+++ MATERIAL SHOWN

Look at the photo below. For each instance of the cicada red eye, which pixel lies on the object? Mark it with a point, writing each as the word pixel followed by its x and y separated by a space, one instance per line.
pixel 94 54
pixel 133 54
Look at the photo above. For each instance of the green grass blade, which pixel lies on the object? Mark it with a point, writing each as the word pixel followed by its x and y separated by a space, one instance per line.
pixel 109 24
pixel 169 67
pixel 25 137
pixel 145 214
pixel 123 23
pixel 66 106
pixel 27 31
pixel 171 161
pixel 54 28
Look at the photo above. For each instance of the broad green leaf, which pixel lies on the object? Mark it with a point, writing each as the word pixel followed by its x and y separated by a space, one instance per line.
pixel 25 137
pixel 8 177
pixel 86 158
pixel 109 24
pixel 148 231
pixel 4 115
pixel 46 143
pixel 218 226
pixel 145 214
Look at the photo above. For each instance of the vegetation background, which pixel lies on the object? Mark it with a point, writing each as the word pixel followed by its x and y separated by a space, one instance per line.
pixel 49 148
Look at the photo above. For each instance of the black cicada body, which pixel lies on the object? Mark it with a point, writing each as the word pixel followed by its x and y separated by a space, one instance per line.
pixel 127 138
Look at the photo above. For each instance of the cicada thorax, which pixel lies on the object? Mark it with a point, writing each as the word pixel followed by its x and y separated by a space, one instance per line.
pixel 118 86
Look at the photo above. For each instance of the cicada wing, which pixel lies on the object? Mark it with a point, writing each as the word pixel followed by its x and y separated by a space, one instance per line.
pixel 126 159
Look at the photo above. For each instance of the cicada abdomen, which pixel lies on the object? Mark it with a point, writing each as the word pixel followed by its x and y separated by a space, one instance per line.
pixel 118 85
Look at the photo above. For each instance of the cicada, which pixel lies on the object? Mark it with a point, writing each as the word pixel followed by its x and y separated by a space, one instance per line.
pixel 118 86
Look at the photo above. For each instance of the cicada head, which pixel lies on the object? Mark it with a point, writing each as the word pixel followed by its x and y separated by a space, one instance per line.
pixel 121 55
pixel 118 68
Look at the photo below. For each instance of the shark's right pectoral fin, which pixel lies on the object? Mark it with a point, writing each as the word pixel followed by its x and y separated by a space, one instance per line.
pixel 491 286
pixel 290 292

++++++

Please turn all of the material above into a Markdown table with the columns Row and Line. Give each non-blank line its own numbered row.

■ EXERCISE OUTPUT:
| Row | Line |
|---|---|
| 1 | Look at the photo below. For each instance of the cicada red eye, which pixel lies on the object? Mark it with a point, writing each as the word pixel followed by its x and y separated by a space, one instance per line. |
| 2 | pixel 94 54 |
| 3 | pixel 133 54 |
| 4 | Look at the photo above. For each instance of the green grass blade, which pixel lies on the object? Mark it with a point, writing each as the word pixel followed by its x and y separated by a space, one instance per line. |
| 5 | pixel 109 24 |
| 6 | pixel 169 67 |
| 7 | pixel 25 137 |
| 8 | pixel 145 214 |
| 9 | pixel 123 23 |
| 10 | pixel 66 106 |
| 11 | pixel 27 31 |
| 12 | pixel 171 161 |
| 13 | pixel 54 28 |
| 14 | Look at the photo above. For each instance of the broad green leaf, which pixel lies on the object? Mark it with a point, writing each as the word pixel followed by its x and y separated by a space, one instance per line. |
| 15 | pixel 25 137 |
| 16 | pixel 8 177 |
| 17 | pixel 86 158 |
| 18 | pixel 109 24 |
| 19 | pixel 148 231 |
| 20 | pixel 4 115 |
| 21 | pixel 46 143 |
| 22 | pixel 218 226 |
| 23 | pixel 145 214 |
| 24 | Look at the photo above. For each instance of the vegetation background, which pixel lies on the object? Mark it with a point, writing each as the word pixel followed by its x and y separated by a space, one instance per line. |
| 25 | pixel 49 148 |
| 26 | Look at the photo above. For each instance of the black cicada body, which pixel lies on the object? Mark it with a point, writing each as the word pixel followed by its x and y separated by a space, one instance per line. |
| 27 | pixel 127 138 |
| 28 | Look at the photo above. For each instance of the cicada thorax, which pixel lies on the object? Mark it with a point, writing each as the word pixel followed by its x and y separated by a space, one instance per line. |
| 29 | pixel 118 86 |
| 30 | Look at the photo above. For each instance of the cicada wing, which pixel lies on the object? Mark it with a point, writing each as the word pixel followed by its x and y separated by a space, one instance per line. |
| 31 | pixel 126 159 |
| 32 | Look at the photo above. For each instance of the cicada abdomen, which pixel lies on the object? Mark it with a point, writing each as the word pixel followed by its x and y separated by a space, one instance per line. |
| 33 | pixel 118 85 |
| 34 | Look at the photo above. For each instance of the cicada, which pixel lies on the object? Mark it with a point, writing each as the word pixel followed by its x and y separated by a space, one instance per line. |
| 35 | pixel 118 86 |
| 36 | Look at the photo above. For each instance of the cicada head, which pixel lies on the object? Mark it with a point, writing each as the word pixel followed by its x and y separated by a space, one instance per line. |
| 37 | pixel 121 55 |
| 38 | pixel 118 68 |
| 39 | Look at the photo below. For each instance of the shark's right pectoral fin, which pixel lies on the object? Mark it with a point, writing each as the word pixel followed by its x and y separated by a space, one instance per line. |
| 40 | pixel 491 286 |
| 41 | pixel 290 292 |